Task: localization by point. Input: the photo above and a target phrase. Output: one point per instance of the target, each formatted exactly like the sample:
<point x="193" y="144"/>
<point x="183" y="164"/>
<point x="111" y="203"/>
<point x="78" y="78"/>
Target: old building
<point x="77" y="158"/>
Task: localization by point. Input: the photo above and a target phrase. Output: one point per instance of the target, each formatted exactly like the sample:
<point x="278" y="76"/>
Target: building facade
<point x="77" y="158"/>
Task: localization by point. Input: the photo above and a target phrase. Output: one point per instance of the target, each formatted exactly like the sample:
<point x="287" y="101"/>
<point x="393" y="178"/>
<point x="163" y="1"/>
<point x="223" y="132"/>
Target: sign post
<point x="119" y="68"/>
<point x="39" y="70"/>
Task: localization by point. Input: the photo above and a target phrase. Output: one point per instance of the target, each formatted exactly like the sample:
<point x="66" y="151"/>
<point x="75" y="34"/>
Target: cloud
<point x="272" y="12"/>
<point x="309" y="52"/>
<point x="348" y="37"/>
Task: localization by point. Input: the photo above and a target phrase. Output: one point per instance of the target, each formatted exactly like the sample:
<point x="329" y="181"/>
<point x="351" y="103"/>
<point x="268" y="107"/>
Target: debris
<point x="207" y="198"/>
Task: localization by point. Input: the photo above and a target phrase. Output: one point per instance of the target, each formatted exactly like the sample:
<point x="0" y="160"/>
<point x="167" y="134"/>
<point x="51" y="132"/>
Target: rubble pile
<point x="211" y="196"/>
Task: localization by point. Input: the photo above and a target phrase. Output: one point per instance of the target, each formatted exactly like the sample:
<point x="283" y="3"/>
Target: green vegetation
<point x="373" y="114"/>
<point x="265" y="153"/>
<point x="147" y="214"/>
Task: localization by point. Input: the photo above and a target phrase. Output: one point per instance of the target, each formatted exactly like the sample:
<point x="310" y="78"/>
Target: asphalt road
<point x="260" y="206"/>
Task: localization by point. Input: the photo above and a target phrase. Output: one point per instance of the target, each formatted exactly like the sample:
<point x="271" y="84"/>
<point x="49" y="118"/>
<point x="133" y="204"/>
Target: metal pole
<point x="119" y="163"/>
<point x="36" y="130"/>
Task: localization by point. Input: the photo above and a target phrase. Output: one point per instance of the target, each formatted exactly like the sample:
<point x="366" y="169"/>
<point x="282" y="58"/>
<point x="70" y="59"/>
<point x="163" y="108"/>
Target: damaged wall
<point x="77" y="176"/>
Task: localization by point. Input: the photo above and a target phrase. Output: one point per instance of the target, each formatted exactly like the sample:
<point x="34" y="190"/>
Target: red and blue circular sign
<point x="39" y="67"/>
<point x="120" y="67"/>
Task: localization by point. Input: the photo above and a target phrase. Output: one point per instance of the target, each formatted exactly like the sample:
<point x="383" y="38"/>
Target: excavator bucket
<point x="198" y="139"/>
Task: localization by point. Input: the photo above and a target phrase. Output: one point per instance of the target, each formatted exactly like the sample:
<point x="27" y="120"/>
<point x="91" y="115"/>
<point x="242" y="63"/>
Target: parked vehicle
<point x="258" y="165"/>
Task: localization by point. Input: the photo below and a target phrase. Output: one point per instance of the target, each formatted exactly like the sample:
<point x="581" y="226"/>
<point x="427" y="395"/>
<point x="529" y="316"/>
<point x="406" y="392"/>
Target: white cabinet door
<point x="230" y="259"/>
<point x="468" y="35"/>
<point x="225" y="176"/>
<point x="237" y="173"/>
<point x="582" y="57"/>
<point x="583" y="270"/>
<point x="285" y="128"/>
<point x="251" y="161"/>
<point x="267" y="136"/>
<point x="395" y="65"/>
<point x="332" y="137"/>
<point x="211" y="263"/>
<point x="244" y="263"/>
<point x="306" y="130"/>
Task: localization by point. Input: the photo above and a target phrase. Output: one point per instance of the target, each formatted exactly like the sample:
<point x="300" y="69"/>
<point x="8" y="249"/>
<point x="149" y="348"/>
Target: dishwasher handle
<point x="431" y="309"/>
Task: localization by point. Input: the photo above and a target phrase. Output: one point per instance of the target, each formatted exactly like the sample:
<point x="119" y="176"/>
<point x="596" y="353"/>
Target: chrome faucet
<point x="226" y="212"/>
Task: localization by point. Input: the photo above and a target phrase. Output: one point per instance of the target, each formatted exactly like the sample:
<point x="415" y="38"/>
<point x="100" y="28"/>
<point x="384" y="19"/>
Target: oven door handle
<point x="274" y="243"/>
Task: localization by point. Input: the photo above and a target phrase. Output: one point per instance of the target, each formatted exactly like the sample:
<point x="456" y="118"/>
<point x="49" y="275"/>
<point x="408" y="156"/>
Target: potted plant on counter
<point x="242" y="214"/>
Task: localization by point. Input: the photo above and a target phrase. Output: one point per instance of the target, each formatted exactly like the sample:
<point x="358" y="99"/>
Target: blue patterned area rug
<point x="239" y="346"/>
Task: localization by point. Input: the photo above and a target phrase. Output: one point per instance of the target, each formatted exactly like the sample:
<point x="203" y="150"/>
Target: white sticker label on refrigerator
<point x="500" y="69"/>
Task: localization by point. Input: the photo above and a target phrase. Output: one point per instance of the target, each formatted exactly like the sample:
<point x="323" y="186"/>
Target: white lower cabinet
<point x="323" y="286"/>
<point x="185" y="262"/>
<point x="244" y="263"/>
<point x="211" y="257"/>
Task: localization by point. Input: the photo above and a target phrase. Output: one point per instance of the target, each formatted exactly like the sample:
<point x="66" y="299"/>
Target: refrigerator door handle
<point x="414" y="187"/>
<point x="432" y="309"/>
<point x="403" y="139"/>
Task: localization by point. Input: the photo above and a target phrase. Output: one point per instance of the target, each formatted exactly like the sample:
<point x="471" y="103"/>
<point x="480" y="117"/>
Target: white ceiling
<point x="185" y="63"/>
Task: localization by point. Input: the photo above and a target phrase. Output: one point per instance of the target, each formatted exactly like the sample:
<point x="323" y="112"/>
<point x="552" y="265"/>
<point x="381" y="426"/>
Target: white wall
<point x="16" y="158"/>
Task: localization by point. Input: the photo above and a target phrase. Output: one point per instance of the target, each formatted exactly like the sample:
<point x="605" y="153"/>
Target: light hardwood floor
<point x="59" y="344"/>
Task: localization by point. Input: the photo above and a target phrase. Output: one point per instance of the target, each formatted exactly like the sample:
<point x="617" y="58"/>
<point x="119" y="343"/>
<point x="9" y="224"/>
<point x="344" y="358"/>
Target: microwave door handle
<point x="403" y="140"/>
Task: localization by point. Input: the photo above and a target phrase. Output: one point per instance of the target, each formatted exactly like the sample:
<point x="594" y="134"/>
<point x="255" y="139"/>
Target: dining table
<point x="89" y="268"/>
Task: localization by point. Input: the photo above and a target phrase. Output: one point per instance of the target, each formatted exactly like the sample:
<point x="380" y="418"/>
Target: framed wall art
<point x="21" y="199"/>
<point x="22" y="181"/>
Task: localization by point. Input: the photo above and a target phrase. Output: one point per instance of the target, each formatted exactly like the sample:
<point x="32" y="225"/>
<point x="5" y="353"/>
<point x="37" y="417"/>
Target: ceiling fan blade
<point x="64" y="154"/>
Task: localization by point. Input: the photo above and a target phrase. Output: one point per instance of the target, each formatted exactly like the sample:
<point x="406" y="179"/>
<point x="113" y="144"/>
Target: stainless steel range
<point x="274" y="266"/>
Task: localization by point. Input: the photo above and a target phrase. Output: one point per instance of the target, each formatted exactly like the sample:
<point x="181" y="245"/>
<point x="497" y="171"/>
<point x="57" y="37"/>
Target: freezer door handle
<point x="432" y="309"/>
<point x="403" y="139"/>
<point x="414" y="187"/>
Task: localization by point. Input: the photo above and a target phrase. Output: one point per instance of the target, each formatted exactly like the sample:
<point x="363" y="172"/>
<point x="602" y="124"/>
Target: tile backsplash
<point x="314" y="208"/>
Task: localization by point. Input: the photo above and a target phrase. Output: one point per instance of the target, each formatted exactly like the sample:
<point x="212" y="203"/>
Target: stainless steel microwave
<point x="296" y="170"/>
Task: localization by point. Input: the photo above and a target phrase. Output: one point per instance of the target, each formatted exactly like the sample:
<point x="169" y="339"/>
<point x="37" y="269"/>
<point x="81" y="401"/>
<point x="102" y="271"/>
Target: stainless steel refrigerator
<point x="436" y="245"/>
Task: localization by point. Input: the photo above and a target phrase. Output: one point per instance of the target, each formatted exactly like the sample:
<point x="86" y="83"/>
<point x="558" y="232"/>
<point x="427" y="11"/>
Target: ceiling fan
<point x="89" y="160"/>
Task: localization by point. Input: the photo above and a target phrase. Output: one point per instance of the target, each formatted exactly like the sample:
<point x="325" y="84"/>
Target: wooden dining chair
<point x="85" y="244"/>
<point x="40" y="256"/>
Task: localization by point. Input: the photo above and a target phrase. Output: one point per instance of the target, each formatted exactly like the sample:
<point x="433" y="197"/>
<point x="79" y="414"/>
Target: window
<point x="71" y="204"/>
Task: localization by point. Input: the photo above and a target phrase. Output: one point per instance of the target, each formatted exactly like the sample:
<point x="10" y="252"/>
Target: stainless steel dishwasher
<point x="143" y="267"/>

- [Exercise description] List every line of the records above that contains the word "refrigerator", copying each such line in full.

- [Reply]
Target: white sticker label on refrigerator
Target: refrigerator door handle
Target: stainless steel refrigerator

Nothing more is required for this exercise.